**Aim of the exercise:** In the interview transcript, what does Stepan Snigarev name as the main building block?

**Reading passage:**
::::
Tough question, right?

Stepan Snigarev (18:49)

Yeah, I'm just thinking how to explain it in a pretty easy and understandable way. Okay, so the main building block is basically an energy and the energy potential. Such a thing that. Well, basically how the energy changes in space or changing other parameters. And the fundament thing is that everything can be pretty much. Well, we have quants as well. So we, we have certain. Damn it. I didn't talk about quantum physics for quite some time and now I'm losing my vocabulary.

Peter McCormack (19:28)

You can go back to the universe if you want.

Stepan Snigarev (19:30)
::::
**Source material:**
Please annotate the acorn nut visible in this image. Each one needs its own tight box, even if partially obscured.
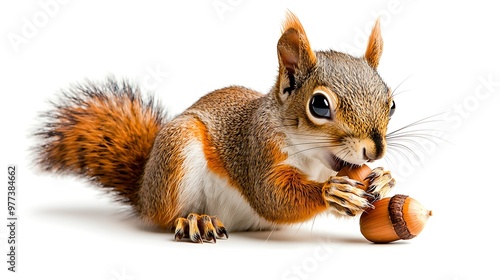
[337,165,432,243]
::::
**Finished exercise:** Basically an energy and the energy potential.